[Data records]
......

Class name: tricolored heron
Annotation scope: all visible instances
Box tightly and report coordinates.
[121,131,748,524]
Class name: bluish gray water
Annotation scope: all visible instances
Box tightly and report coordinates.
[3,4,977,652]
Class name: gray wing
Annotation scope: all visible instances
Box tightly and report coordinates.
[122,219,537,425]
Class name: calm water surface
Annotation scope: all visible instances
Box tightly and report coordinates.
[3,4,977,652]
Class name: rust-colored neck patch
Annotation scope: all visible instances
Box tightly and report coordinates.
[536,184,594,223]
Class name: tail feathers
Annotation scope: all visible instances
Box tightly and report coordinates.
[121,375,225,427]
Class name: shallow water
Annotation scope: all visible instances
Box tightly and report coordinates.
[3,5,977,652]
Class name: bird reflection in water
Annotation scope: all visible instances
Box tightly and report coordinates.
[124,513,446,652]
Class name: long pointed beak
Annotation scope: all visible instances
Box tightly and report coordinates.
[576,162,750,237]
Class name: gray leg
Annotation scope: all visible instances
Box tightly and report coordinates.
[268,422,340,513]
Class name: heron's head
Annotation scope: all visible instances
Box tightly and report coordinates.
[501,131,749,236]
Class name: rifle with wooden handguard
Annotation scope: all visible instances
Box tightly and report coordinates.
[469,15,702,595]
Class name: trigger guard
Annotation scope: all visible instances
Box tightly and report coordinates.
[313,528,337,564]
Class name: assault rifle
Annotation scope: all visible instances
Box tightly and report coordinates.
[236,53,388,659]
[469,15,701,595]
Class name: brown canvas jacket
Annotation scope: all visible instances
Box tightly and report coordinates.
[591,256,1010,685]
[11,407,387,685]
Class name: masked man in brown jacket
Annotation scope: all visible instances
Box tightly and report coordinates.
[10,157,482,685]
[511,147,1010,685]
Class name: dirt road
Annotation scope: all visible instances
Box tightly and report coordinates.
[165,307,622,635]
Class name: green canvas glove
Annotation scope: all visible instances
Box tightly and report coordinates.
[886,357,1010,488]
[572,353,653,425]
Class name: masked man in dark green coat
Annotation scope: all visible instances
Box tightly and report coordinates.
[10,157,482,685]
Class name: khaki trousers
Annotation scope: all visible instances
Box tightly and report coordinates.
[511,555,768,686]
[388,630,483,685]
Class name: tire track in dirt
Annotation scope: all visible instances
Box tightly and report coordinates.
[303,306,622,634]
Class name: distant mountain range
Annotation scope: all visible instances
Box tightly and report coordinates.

......

Copy out the part of the items that opens with the line containing "Class name: gray leg" and closes with the line containing "[469,15,702,595]", keeping every line, and multiply each bounding-box coordinate by 0.65, rounding to whole numbers with halves rounded up.

Class name: gray leg
Annotation scope: all visible instances
Box tightly and report coordinates.
[174,274,221,333]
Class name: heron's head
Annotation scope: all visible instances
Box tightly and report coordinates.
[326,85,487,153]
Class name: rifle with wooden handguard
Annotation scope: all visible instances
Box tightly and report coordinates.
[305,10,456,387]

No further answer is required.